◆ Direction: In the text below about getting a Bulls book published, what is the name of the agent the author called?

+++ Supplied text

So as Jordan grew frustrated and resentful about the stars around him having so much success, he began to look inward with a more critical eye. He needed better teammates; they needed a more unselfish leader. Collins was fired, and, no, despite the speculation, Jordan had nothing to do with it. Jordan was no great fan of Phil Jackson's at the start, as I relate in the book. Phil had a plan and a system, but, after all, Jordan noted, what had he ever done? Okay, he was on a championship team. But he was a sub. He was Cliff Levingston, Jordan said. So what. I was considering all this as the 1990-91 season was about to begin.

***

So how do you write a book and who do you call? I'm generally independent and self-sufficient and decided I could figure out how to get a book published. There was a small publisher across the street from the
Tribune
building, and a colleague, Don Pierson, had written a book with Mike Ditka for them. So I figured I'd go there. To me, the Bulls story was interesting, but since I was around it all the time, and I'd written it and read it and no one was asking me to write more on it, how big could it be?

I didn't write out any kind of book proposal—I didn't even know you had to—and just made an appointment to see the publisher. I explained what I wanted to do and he said he was interested. I thought, “Great, I'll write a book. I'll have it on my shelf and people will walk into my house and I'll say, ‘I'm an author. Hey, look at my book.'” That was about the extent of my ambition.

The publisher offered me about $4,000, as I recall. I thought that was okay, but I said, well, I'd need my own computer as I only had the one from the newspaper and I'd need babysitting money as my son was about one and my wife worked. I said maybe $6,000. He said he couldn't afford that. I said I'd think about it. I went back to the Tribune and was talking about it with another colleague, Mike Conklin. He said he had a friend who was an agent and told me to talk to her. So I called Shari Wenk and told her what I had in mind. She was working at a different publisher and was going into the agent business full-time. She was excited about the idea and told me to write a proposal. I asked what that was. I wasn't quite Hemingway or Halberstam. She said basically a chapter and a description of the book. I did that and she went to work and what she initially received remain some of my favorite souvenirs.

These were letters of rejection from the top publishing houses in the country. Some rejected the proposal on the grounds of who was I to write a book. I could agree with that. Others asked who really cared about Jordan, and why would anyone be that interested in a guy whose teams never win. New York is the center of the publishing world and, yes, another reason why we all hate New York. I like the old definition of a dynasty: A family in China ruling for 1,000 years, or a New York team winning three games in a row. Jordan? Does he play for the Knicks? Next!

++++++
+++ Provided data

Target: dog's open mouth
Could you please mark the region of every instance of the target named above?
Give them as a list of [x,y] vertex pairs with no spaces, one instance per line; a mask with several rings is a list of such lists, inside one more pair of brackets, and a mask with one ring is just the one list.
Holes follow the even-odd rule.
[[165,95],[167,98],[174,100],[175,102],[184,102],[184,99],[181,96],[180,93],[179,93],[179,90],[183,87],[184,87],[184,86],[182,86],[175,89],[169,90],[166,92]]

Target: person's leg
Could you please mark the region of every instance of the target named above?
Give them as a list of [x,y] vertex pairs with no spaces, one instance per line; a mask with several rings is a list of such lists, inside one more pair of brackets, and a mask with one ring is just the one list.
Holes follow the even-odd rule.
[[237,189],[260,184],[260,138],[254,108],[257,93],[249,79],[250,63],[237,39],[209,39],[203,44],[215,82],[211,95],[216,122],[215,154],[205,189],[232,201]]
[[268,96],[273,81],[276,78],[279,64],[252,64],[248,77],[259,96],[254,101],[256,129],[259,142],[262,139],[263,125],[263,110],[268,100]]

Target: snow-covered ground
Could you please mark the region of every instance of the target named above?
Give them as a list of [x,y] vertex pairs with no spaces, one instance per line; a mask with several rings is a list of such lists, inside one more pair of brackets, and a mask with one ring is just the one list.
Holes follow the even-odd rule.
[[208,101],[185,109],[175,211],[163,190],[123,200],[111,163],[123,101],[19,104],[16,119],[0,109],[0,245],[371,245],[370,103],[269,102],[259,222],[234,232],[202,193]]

++++++

◆ Final result: Shari Wenk